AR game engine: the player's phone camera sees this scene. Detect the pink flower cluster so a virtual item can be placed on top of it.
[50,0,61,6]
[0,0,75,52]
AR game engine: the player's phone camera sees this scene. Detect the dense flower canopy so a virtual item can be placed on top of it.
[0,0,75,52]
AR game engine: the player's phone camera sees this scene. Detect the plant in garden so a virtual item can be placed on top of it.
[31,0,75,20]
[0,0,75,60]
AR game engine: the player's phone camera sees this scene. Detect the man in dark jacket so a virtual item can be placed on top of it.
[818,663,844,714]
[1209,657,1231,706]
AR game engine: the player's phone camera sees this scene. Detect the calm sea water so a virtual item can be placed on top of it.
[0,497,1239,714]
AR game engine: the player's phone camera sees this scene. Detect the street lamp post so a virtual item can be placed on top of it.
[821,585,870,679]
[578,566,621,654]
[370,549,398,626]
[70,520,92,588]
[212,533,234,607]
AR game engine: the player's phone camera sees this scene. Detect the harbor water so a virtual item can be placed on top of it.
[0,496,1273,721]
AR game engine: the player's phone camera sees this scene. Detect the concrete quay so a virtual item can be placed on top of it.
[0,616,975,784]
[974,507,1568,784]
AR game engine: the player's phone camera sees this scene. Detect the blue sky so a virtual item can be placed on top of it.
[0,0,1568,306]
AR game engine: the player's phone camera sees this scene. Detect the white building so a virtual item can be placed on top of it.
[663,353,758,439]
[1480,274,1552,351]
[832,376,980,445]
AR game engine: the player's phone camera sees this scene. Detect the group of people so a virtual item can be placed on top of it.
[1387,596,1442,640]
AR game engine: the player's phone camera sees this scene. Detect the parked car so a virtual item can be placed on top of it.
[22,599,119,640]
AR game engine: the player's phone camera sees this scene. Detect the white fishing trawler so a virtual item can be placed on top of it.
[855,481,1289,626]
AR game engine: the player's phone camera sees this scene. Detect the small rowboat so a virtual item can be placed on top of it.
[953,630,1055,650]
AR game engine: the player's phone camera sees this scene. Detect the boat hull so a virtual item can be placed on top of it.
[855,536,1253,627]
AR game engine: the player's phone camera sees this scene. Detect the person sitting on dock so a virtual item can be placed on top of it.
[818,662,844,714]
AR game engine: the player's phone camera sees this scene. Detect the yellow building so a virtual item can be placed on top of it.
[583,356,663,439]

☆ ☆ ☆ ☆ ☆ ☆ ☆

## Task to complete
Please repeat all of the records above word for word, leaving nothing out and changing nothing.

## Answer to the problem
AR game engine: the player's phone camera sees this scene. Detect the pink flower cluster so a virtual item can be placed on top of it.
[50,0,61,6]
[0,0,75,52]
AR game engine: the player's phone camera sees this scene. Detect the dense flower canopy so a virtual item can be placed on top of it.
[0,0,75,52]
AR game engine: the player's phone camera sees this scene. Detect the plant in garden so a virtual item can be placed on top of it.
[31,0,75,20]
[0,0,75,60]
AR game engine: the player's phone camera sees this scene. Detect the man in dark jacket so a virtual item can be placed on top of it.
[818,663,844,714]
[1209,657,1231,706]
AR game engine: the player's phone camera sees this scene. Detect the calm sea water so a virtual item can be placed on top of it.
[0,497,1239,714]
AR game engine: the player's phone camera sees this scene. Detect the street lamp post so a virtual item can be placed on top of it.
[821,585,870,679]
[578,566,621,654]
[370,549,398,626]
[70,520,92,588]
[212,533,234,607]
AR game engine: the player's phone camera sees this scene. Detect the harbor water so a virtual item can be placed on top of it.
[0,496,1273,721]
AR game engine: the player's phone camera sees this scene. Detect the concrete quay so a virtual item can be placed on top of it.
[0,616,975,784]
[974,507,1568,784]
AR game engine: the player's phone camera sees this scene. Detect the blue sky so a virtual item can be placed on top of it.
[0,0,1568,306]
AR game engine: the player's phone camera sees this scene. Detect the white building so a virtual item can be placed on top of it.
[663,353,758,439]
[1480,274,1552,351]
[832,376,980,445]
AR game engine: the player's phone camera sees this scene. Detect the group of people so a virtual item can be placed on top of it.
[1387,596,1442,640]
AR game engine: the player's phone camera sees this scene. Detect the parked car so a virtual item can be placed on top of it.
[22,599,119,640]
AR game engine: the player's phone camera sees this scene. Detect the white fishing trawler so a virtual item can be placed on top of it.
[855,481,1289,626]
AR game engine: the player's phone camera sees this scene. Detect the small rowboat so a virtual item can be placed on top of it.
[953,630,1055,650]
AR game engine: the player's phone camera sees this scene. Detect the boat hull so a virtual item can be placed on top of it.
[855,536,1253,627]
AR game engine: the player's phone camera sees this scene. Detect the person sitting on dock so a virtual item can be placed on top of it.
[818,662,844,714]
AR game engine: the player's phone camera sees this scene. Detect the yellow building so a virtual item can be placed on top of it.
[583,356,663,439]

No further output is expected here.